(Items from a data source)
___
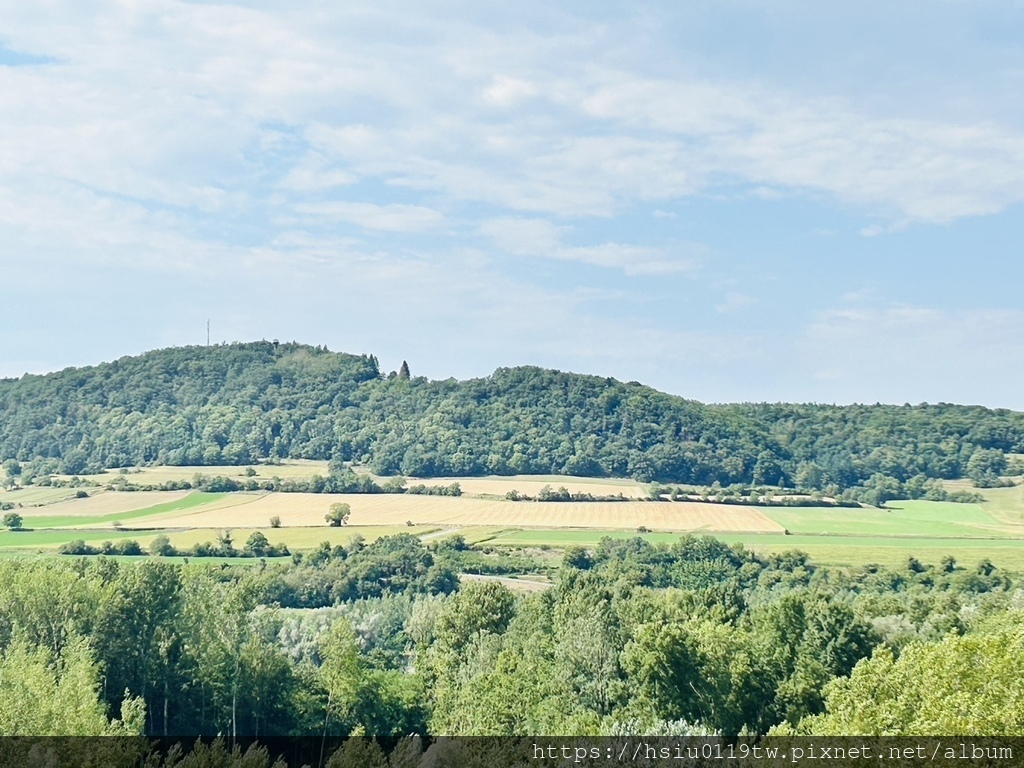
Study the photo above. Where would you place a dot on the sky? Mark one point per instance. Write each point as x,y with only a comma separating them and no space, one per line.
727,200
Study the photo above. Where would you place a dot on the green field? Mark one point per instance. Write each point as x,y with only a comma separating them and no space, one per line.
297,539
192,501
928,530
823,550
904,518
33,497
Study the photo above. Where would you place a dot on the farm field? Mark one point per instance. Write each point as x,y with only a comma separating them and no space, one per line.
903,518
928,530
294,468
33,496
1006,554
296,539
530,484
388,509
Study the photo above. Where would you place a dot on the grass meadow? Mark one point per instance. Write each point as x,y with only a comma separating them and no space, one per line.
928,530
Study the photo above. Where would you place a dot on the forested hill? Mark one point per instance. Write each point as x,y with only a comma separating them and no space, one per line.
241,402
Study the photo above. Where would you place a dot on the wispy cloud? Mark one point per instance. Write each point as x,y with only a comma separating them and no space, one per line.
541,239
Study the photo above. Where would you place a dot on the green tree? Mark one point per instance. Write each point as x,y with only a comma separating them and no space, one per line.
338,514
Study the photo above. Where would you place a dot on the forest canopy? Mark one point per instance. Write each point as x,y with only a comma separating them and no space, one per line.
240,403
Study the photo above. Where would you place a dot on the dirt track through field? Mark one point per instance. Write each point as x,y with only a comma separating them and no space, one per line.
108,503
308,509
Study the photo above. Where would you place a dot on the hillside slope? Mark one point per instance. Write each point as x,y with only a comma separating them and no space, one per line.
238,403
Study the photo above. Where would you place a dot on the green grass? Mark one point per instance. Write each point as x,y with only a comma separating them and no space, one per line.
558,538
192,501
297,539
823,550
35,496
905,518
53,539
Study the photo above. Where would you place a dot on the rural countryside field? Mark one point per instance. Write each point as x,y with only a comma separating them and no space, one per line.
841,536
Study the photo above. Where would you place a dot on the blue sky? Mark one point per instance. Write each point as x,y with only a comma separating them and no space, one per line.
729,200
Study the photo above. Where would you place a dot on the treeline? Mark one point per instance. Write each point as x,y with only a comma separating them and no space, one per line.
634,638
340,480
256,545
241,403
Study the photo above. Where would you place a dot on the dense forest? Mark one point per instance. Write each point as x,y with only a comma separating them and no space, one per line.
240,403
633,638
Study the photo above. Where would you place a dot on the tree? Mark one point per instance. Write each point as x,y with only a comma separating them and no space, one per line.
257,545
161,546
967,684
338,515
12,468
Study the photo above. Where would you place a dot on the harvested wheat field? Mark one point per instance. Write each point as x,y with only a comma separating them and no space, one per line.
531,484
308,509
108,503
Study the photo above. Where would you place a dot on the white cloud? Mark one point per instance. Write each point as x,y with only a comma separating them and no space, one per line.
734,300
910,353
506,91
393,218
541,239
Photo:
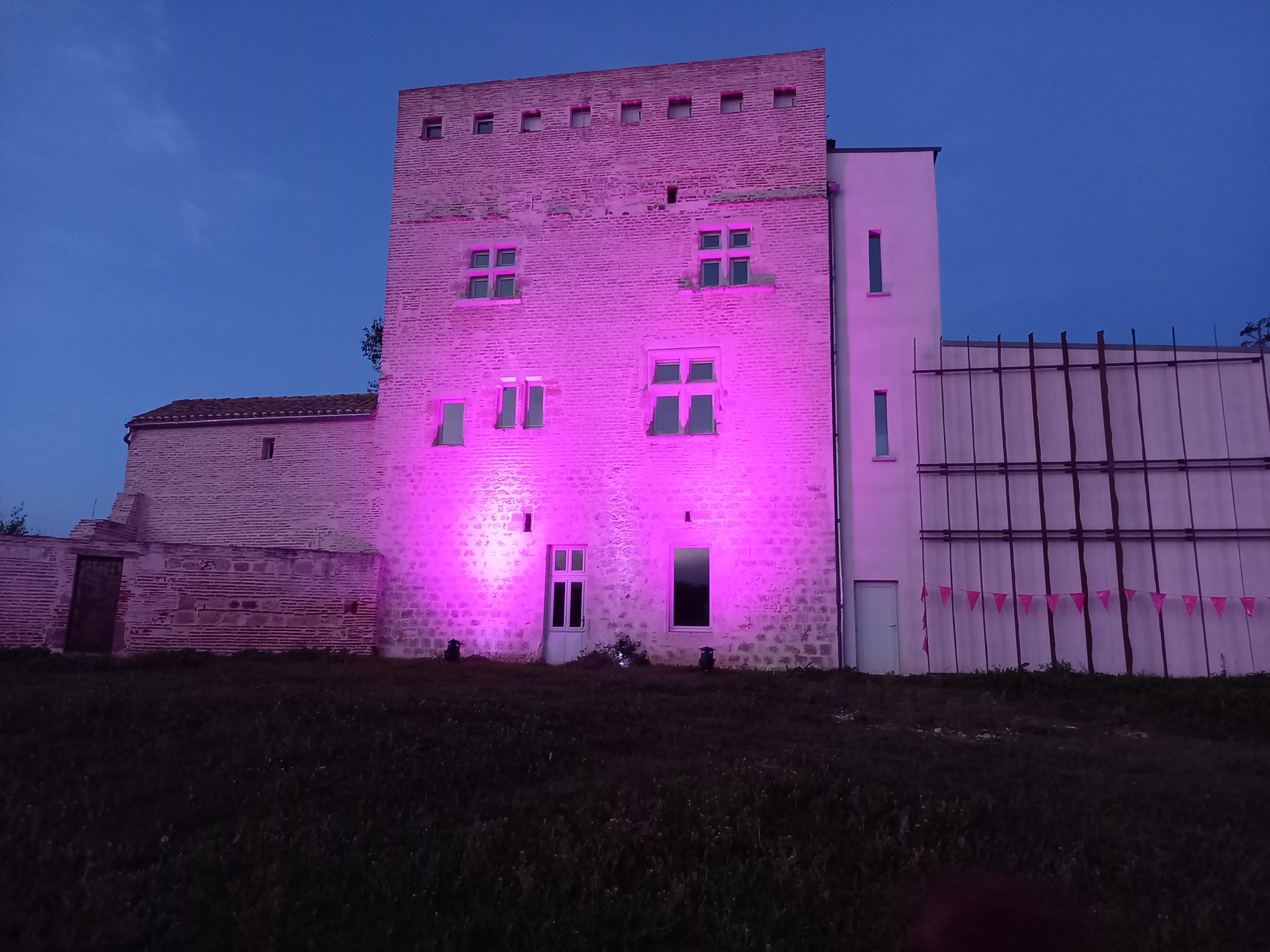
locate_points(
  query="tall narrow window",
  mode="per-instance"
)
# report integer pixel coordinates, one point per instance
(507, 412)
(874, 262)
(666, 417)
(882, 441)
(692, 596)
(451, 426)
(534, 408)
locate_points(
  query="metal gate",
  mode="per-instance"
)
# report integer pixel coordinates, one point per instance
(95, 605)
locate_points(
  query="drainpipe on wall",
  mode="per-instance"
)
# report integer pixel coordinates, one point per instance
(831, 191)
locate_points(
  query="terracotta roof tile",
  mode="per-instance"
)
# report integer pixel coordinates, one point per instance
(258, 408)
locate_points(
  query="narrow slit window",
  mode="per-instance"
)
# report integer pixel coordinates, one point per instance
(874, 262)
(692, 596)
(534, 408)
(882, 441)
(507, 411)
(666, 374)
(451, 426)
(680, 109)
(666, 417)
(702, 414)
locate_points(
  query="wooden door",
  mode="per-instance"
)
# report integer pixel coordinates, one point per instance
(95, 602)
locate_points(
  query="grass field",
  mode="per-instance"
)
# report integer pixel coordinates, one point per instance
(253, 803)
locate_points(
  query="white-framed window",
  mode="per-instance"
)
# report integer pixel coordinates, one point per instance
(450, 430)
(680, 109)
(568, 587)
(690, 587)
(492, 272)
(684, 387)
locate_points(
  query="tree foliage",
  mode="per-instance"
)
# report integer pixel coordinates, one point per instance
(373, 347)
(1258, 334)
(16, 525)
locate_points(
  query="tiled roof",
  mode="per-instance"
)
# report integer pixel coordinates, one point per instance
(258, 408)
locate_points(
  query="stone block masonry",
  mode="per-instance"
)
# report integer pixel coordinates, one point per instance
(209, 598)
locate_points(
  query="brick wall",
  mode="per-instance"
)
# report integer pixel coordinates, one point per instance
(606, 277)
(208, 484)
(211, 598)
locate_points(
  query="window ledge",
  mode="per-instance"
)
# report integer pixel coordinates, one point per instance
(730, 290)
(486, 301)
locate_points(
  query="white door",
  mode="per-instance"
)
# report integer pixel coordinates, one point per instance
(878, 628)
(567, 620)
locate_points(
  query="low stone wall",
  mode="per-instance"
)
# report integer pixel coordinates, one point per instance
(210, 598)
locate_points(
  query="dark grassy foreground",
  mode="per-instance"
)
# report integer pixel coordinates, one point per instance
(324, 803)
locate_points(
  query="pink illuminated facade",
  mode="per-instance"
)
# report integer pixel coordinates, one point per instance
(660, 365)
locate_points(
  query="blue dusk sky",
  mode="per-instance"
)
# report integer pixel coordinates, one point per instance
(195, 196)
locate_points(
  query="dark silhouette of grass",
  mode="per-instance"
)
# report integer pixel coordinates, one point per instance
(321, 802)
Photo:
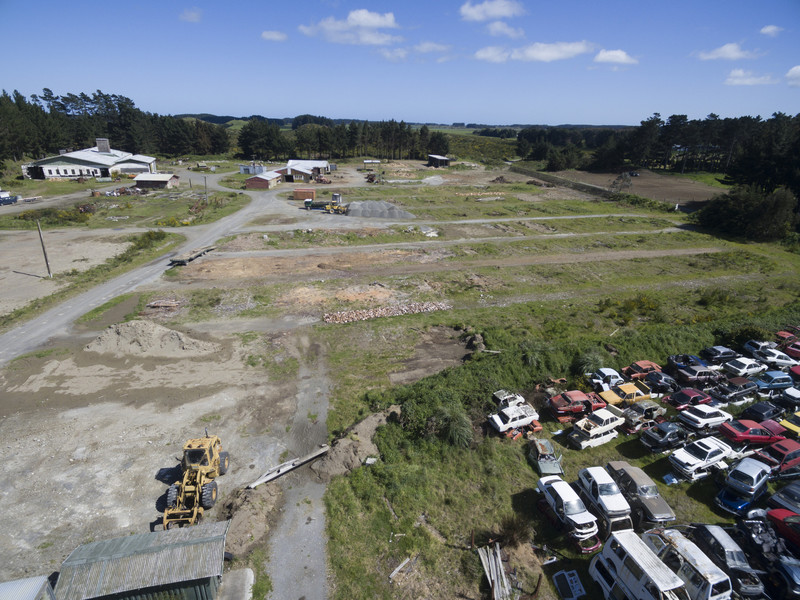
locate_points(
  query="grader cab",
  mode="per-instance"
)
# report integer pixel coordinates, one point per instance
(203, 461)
___
Would you write out an exact copy of the entries above, with no images?

> _Output below_
Study the photo above. Where would you place a dot on the sky? Mark one point per instance. Write each point as x,y with only a comma separating them and no space, one per line.
727,200
Study the photo above. Where would you place a dot on the green field? Mark one point per instance. Write each point as x,y with only a comma separating them and no space, one per line.
297,539
192,501
928,530
823,550
904,518
33,497
Study the photo above. Where would you place a dot on the farm field? Mark one point per instance. Write each point as x,y with only a comma separating them and no space, one per line.
903,518
928,530
294,468
33,496
1006,554
296,539
530,484
388,509
Study the photo above. Where would you place a dot on the grass meadow? Mark one point per instance. Write each point as x,y with only a comma separating them and no space, one per line.
928,530
Study the photo above. Where would you place a dot on the forested hill? Mark one point per instance. Write each point as x,y with only a comma separating them and no space, one per line.
241,402
Study the photo above. Where would you place a dot on the wispy cloud? Mark one point per instance. Write each point as x,y with only a comma separating them and no space, one per line.
541,239
Study the photo above. Where would you place a dot on the green tree? Mark one point per instance. Write each point as x,y with only a comma separating them and no space, one per line.
338,514
Study the photo above. Where would you place a dot on the forest canopy? Mark one point per instance. Write each point as x,y with only a comma separating them and no space, one per line.
240,403
Study the photo above. Where would you place a dot on the dirt track through field? Mark one point per instance. Write each point as x,y with only a comma separating them and no space, one per line.
108,503
308,509
Study the photo above. Where would you place a dot on the hillside slope? Mark one point per instance. Write each point as x,y with only a comma separating them and no space, one per line.
238,403
Study the photo above. Where would you place a dot on the green grass? Mark one point per instance. Write each point as x,y with only a comma separating them and no space, one per line.
558,538
192,501
297,539
823,550
35,496
905,518
53,539
Study the photo above. Where would you place a dot on the rural countryside field? Mark one point per instance. Write each point as x,y with only a comma separating them and no space, one per line.
841,536
Study the photo above. Where would you place a dot on the blue sky? Mark one point per instance. Write each point as x,y with only a comma separating them and no space, one per line.
729,200
Study the photo above. Where would you place a dot on the treeline? Mark one point per instance. Write each point as x,y with only a comma separating them and no space, one per line.
634,638
340,480
256,545
241,403
Study the photo above. Where would you place a dot on the dense forest? Mark one point per instance. Write each point as x,y with only a comma separating them and no space, one per line.
240,403
633,638
Study the photo above. Where would you place a dot on the tree? Mark one point per instance. Write each point as x,y with only a comma separating them and no space, one per line.
257,545
161,546
967,684
338,515
12,468
Study the photo above. Where would you place a dot on the harvested wheat field? Mark one point per instance. Write each point as x,y with only a comma separating them and no space, one per line.
531,484
308,509
108,503
Study the photo above. Where would you place a dot on the white cloud? Mark one point per instance. Write each point as x,y with only a comma separating them and no space, one per line.
734,300
910,353
506,91
393,218
541,239
Photo:
locate_points(
  query="tall narrow window",
  mode="per-instance"
)
# report integer pixel coordinates, one point per instance
(507, 412)
(874, 262)
(666, 417)
(882, 441)
(692, 596)
(451, 426)
(534, 408)
locate_points(
  query="metal gate",
  mode="per-instance"
)
# report integer pixel coordinates, one point per instance
(95, 605)
locate_points(
  query="drainpipe on wall",
  mode="per-instance"
)
# report integer pixel coordinates, one point per instance
(831, 191)
locate_points(
  query="terracotta roof tile",
  mode="per-instance"
)
# report integer pixel coordinates, one point per instance
(258, 408)
locate_points(
  query="narrow slit window",
  mode="per-instance"
)
# report integer pixel coordinates, one point per instance
(874, 262)
(692, 596)
(534, 408)
(882, 441)
(507, 411)
(666, 374)
(451, 426)
(680, 109)
(666, 417)
(702, 414)
locate_points(
  query="wooden door",
  mode="per-instance"
)
# report integer pixel coordinates, one point per instance
(95, 602)
locate_points(
  query="grass field",
  mode="per-instance"
)
# report integer pixel coordinates, one point per instance
(253, 803)
locate_points(
  query="white-framed window",
  mode="per-instance"
)
# report integer pixel coordinates, one point per instance
(450, 430)
(680, 109)
(568, 587)
(690, 587)
(492, 272)
(684, 387)
locate_points(
  query="tree foliage",
  mode="per-instance"
)
# report integer pixel coordinates, one point per instance
(373, 347)
(1258, 334)
(16, 525)
locate_points(
  query="tiled roof",
  mode="per-instance"
)
# report integer pixel coordinates, one point per instance
(258, 408)
locate_points(
  query="stone block masonry",
  mode="per-instance"
)
# report integer pixel coordinates, one point per instance
(209, 598)
locate_points(
  query="brick wall",
  mode="per-instance"
)
# report integer pixel coordinates, one point per instance
(606, 277)
(208, 484)
(211, 598)
locate_points(
  query="window ledge",
  mode="per-instance"
)
# report integer pixel coordinates, one point per instance
(730, 290)
(486, 301)
locate_points(
  query="white door",
  mode="per-instance"
)
# report integer pixel coordinates, one point per instance
(878, 628)
(567, 620)
locate_points(
  query="low stone wall",
  mode="per-instance"
)
# report integer pixel coordinates, one point per instance
(210, 598)
locate_points(
  query="dark grassy foreground",
  mode="per-instance"
)
# report integer pixel coordinates, one point per instance
(324, 803)
locate_points(
  query="pink illuminated facade",
  mode="per-instance"
)
# report integer pixel coordinates, one point per instance
(660, 365)
locate_points(
  query="blue dusk sky",
  mode="per-instance"
)
# report integer pixel coordinates, one point per instance
(195, 196)
locate_points(
  query="dark silhouette of grass",
  mode="per-instance"
)
# report integer pixel coordinates, one point per instance
(321, 802)
Photo:
locate_points(
  query="grader cab",
  mode="per-instance"
)
# report integer pixel coordinates, one point per instance
(203, 461)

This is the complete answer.